* _Ausgangstext_:
※

Das ZDF strahlte am Sonntag, dem 17. Februar 2019, in der Sendung ZDF SPORTreportage einen Beitrag mit folgendem Titel aus: FC Liverpool – Ernährung auf „Weltklasse“-Niveau.
Der Bericht diente zum Teil als Vorberichterstattung auf die Spiele im Achtelfinale der UEFA Champions League zwischen dem FC Liverpool und dem FC Bayern München. Darin wird über Mona Nemmer berichtet, die beim englischen Fußballverein FC Liverpool arbeitet und die Ernährungsabteilung leitet.
Die Story über diese Frau ist umhüllt von Euphorie und wohlklingenden Phrasen. Der Reporter stellt begeisternd dar, wie wichtig und bedeutsam die Ernährung für Profifußballer ist. Wer jedoch wirklich hinhört und hinsieht, erschrickt über den Report. Denn diese kurze Dokumentation zeigt zugleich den Weg der unaufhaltsamen Kommerzialisierung im Fußball auf.

※

* _Übungsaufgaben_:
a: Tausche im Ausgangstext „Euphorie“ gegen „Begeisterung“ aus und gib den Abschnitt von „Die Story über“ bis „im Fußball auf.“ mit dieser Änderung wieder.
b: Beantworte diese Fragen anhand des Ausgangstexts:
(i) An welchem Datum strahlte das ZDF den Beitrag aus?
(ii) Welche Abteilung leitet Mona Nemmer beim FC Liverpool?
(iii) In welcher Runde der UEFA Champions League spielten der FC Liverpool und der FC Bayern München gegeneinander?
c: Nenne alle Substantive, mit denen der Ausgangstext den im ZDF ausgestrahlten Beitrag bezeichnet, das Wort „Beitrag“ eingeschlossen.
Stütze dich beim Bearbeiten allein auf den Ausgangstext.

* _Extrahierte Daten_:

※

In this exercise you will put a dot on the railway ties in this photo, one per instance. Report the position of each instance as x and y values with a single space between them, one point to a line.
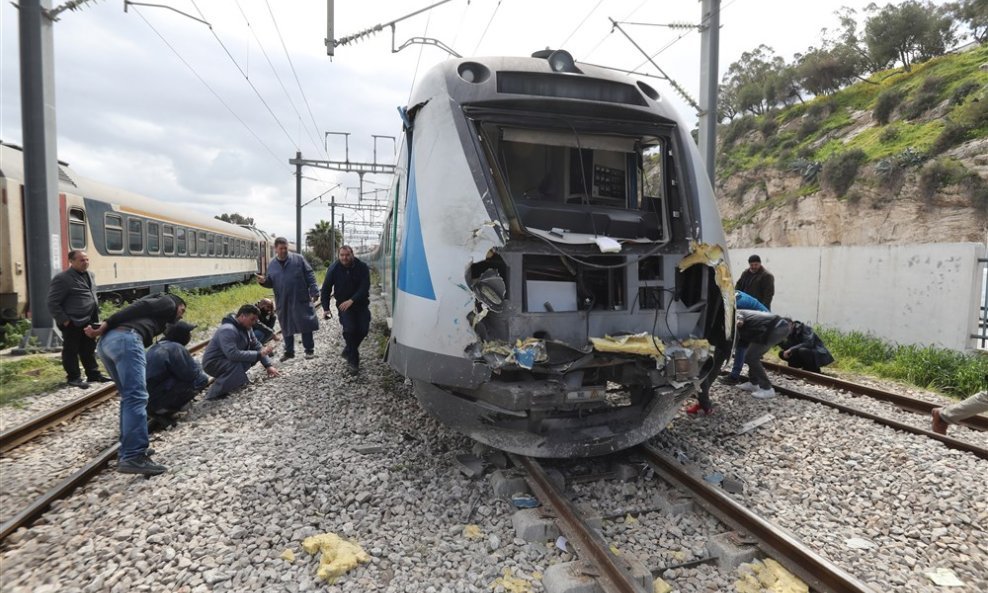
602 567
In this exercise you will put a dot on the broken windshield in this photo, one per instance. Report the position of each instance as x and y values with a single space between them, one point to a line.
571 187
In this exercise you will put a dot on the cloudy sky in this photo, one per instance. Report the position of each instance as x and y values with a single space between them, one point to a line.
163 105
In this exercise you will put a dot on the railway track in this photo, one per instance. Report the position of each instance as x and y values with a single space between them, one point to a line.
19 435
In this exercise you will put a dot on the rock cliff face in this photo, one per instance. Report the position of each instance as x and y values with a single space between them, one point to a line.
871 212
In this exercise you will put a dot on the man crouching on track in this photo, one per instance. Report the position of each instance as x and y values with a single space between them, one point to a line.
348 279
233 350
123 338
174 377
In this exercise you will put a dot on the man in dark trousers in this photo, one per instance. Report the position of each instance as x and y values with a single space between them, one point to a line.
348 279
123 338
295 288
758 282
233 350
173 376
73 305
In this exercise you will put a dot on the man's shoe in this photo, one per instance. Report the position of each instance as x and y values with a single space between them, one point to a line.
939 426
697 408
768 393
141 464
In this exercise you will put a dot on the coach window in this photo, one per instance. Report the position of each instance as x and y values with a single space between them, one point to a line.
154 237
168 239
77 228
113 229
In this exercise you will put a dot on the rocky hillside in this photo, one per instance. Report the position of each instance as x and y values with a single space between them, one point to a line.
900 158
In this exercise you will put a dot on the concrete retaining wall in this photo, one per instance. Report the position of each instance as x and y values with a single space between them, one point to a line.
908 294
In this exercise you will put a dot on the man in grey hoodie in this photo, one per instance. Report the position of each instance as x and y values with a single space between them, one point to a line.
233 350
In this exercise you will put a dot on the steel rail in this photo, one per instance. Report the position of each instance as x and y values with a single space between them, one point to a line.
18 435
905 402
946 440
816 571
613 578
39 505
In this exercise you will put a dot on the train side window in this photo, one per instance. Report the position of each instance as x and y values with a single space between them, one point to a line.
154 237
113 229
168 239
135 235
77 228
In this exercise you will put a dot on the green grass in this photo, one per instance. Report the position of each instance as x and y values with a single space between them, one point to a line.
947 371
36 374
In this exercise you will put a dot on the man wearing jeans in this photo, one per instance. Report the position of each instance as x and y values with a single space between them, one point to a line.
123 338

※

* _Lösungen_:
a:
Die Story über diese Frau ist umhüllt von Begeisterung und wohlklingenden Phrasen. Der Reporter stellt begeisternd dar, wie wichtig und bedeutsam die Ernährung für Profifußballer ist. Wer jedoch wirklich hinhört und hinsieht, erschrickt über den Report. Denn diese kurze Dokumentation zeigt zugleich den Weg der unaufhaltsamen Kommerzialisierung im Fußball auf.

b:
(i) Am Sonntag, dem 17. Februar 2019.
(ii) Die Ernährungsabteilung.
(iii) Im Achtelfinale.

c: Beitrag, Bericht, Story, Report, Dokumentation